PROBLEM »
Everything from the line that contains "outline large rock" through the final line of the records should be written out exactly, and nothing outside that span.

□ □ □ □

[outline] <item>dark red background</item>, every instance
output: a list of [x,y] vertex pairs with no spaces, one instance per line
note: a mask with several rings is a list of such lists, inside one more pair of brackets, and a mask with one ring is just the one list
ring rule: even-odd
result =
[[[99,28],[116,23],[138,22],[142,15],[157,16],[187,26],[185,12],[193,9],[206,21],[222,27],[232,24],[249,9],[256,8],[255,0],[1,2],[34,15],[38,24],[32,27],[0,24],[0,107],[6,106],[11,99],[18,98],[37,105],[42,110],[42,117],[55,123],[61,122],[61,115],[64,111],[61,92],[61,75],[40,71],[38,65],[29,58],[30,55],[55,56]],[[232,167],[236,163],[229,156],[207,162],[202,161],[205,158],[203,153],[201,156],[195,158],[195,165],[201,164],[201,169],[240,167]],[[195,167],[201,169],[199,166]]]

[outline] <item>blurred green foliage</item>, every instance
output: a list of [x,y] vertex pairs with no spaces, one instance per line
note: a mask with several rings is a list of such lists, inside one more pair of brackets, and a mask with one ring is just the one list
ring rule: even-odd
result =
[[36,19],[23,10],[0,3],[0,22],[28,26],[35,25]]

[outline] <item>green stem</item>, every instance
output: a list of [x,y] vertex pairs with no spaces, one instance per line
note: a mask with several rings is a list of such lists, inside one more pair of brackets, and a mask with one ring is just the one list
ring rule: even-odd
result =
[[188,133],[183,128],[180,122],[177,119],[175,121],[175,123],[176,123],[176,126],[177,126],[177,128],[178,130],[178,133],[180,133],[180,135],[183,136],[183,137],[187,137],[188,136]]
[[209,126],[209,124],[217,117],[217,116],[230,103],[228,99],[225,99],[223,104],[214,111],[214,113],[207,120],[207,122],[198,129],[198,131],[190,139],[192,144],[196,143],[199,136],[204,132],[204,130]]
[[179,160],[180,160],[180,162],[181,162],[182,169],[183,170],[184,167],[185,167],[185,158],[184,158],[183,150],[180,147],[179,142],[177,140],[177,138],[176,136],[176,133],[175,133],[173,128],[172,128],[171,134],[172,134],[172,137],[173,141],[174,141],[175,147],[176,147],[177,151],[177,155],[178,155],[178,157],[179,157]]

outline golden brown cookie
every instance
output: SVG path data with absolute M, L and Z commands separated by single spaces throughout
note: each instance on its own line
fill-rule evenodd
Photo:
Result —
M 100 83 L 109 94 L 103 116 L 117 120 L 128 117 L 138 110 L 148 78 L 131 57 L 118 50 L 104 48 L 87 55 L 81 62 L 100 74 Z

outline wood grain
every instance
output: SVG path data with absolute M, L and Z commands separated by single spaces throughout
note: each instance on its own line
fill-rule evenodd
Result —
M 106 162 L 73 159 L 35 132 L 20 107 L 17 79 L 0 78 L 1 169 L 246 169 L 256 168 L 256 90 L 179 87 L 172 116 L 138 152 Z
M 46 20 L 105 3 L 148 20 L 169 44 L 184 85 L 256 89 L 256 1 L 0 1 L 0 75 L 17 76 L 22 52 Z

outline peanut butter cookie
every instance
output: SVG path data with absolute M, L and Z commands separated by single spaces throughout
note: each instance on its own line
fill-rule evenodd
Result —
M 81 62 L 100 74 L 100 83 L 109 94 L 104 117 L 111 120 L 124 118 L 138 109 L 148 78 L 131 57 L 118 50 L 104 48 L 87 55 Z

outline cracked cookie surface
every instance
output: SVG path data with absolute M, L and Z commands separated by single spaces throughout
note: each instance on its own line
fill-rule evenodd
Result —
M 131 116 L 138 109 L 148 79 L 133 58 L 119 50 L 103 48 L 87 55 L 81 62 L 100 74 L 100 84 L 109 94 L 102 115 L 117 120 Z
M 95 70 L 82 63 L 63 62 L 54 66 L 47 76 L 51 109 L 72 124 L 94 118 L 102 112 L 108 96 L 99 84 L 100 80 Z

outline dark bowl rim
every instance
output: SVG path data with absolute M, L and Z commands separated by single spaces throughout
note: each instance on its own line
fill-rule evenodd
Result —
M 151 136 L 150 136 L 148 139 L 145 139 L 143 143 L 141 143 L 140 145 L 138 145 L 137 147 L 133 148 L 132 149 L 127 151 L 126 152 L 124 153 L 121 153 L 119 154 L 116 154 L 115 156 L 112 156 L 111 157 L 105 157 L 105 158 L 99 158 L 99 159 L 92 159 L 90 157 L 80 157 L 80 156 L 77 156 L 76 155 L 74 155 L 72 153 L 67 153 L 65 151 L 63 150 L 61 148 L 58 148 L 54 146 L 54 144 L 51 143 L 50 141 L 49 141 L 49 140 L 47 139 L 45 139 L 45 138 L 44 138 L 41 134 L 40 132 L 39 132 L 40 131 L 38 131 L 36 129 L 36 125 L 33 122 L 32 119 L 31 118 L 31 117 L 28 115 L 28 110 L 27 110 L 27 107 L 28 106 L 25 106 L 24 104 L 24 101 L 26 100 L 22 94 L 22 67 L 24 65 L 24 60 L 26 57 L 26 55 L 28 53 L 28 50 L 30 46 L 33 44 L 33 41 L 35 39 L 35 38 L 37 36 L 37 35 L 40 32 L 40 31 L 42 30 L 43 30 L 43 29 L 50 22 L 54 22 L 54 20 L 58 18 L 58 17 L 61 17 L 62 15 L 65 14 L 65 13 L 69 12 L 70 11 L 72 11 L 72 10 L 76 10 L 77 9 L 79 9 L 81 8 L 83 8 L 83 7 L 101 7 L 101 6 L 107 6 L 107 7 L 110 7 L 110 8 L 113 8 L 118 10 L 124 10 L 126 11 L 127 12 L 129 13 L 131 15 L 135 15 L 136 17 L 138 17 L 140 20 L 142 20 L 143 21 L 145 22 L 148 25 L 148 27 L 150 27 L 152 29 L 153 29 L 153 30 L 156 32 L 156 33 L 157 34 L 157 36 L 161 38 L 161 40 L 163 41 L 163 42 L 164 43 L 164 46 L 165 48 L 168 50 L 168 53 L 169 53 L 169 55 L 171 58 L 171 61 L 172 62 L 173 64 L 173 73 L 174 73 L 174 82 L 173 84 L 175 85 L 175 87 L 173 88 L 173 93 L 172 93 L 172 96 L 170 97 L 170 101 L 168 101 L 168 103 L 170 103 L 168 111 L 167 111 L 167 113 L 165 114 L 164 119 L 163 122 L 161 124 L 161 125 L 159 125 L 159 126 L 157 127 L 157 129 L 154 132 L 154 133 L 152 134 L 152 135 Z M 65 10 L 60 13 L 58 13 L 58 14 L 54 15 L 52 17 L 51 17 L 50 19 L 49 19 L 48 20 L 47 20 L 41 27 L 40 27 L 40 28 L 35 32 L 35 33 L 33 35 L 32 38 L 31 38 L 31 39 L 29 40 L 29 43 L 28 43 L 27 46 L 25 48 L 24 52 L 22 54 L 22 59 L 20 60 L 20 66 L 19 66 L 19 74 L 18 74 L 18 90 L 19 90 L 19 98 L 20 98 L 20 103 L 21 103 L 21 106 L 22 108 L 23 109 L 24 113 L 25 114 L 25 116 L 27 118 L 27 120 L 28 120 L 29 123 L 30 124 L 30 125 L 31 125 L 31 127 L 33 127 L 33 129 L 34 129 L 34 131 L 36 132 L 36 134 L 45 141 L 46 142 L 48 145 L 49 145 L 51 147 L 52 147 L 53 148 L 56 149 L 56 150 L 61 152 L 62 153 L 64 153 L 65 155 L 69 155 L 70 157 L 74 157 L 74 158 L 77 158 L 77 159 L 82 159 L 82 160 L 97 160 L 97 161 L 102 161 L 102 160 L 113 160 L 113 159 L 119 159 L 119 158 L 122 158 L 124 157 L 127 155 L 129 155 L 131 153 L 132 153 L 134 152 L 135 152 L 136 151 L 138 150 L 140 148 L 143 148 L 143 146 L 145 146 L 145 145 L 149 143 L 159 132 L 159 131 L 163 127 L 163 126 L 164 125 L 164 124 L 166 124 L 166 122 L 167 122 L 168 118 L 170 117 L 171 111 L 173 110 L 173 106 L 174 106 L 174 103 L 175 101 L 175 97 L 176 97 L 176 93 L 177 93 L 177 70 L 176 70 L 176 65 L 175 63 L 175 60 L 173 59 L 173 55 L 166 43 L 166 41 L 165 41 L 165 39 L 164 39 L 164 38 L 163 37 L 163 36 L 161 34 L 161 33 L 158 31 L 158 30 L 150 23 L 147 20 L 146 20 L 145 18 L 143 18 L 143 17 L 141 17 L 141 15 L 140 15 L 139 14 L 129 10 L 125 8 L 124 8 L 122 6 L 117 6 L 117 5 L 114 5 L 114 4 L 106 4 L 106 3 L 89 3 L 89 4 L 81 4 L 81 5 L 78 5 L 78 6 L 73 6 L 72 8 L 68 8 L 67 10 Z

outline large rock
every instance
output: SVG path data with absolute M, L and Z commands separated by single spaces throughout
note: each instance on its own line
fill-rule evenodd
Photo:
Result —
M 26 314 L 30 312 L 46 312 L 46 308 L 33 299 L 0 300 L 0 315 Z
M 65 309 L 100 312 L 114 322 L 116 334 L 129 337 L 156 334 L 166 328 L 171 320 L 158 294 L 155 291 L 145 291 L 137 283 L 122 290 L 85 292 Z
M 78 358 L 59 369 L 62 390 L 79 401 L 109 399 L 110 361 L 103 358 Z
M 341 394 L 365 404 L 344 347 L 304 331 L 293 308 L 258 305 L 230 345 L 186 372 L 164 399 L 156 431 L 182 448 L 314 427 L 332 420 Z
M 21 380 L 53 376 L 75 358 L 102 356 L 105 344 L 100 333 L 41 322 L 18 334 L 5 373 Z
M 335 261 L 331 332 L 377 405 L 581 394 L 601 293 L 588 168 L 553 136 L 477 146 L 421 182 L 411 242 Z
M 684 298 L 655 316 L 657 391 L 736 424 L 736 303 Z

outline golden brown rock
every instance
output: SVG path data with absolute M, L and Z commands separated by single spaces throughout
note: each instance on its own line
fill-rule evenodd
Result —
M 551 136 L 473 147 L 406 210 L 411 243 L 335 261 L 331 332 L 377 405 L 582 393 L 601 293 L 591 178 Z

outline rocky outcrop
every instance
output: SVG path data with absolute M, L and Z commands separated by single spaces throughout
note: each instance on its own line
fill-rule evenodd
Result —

□ □ □ □

EXERCISE RESPONSE »
outline large rock
every instance
output: SVG path data with absolute M, L and Z commands separated by single spaces throughout
note: each instance on its own line
fill-rule evenodd
Photo:
Result —
M 26 314 L 30 312 L 46 312 L 46 308 L 33 299 L 0 300 L 0 315 Z
M 65 309 L 100 312 L 114 322 L 116 334 L 129 337 L 156 334 L 166 328 L 171 320 L 158 294 L 155 291 L 145 291 L 137 283 L 122 290 L 85 292 Z
M 78 358 L 59 369 L 62 390 L 79 401 L 109 399 L 110 361 L 103 358 Z
M 341 394 L 365 404 L 344 347 L 304 331 L 293 308 L 258 305 L 230 345 L 186 372 L 164 399 L 156 431 L 182 448 L 314 427 L 332 420 Z
M 21 380 L 53 376 L 75 358 L 102 356 L 105 344 L 100 333 L 41 322 L 18 334 L 5 373 Z
M 335 261 L 331 332 L 377 405 L 581 394 L 601 293 L 588 168 L 553 136 L 477 146 L 421 182 L 411 242 Z
M 684 298 L 655 316 L 657 391 L 736 424 L 736 303 Z

outline golden brown rock
every instance
output: SVG path data with absolute M, L and Z commands separated by single spaces throughout
note: each instance on its own line
fill-rule evenodd
Result —
M 551 136 L 473 147 L 406 210 L 411 243 L 335 261 L 331 332 L 377 405 L 582 393 L 601 293 L 591 178 Z

outline rocky outcrop
every instance
output: SVG path data with absolute M, L and Z commands separated by single spaces throughout
note: each instance on its own line
fill-rule evenodd
Result —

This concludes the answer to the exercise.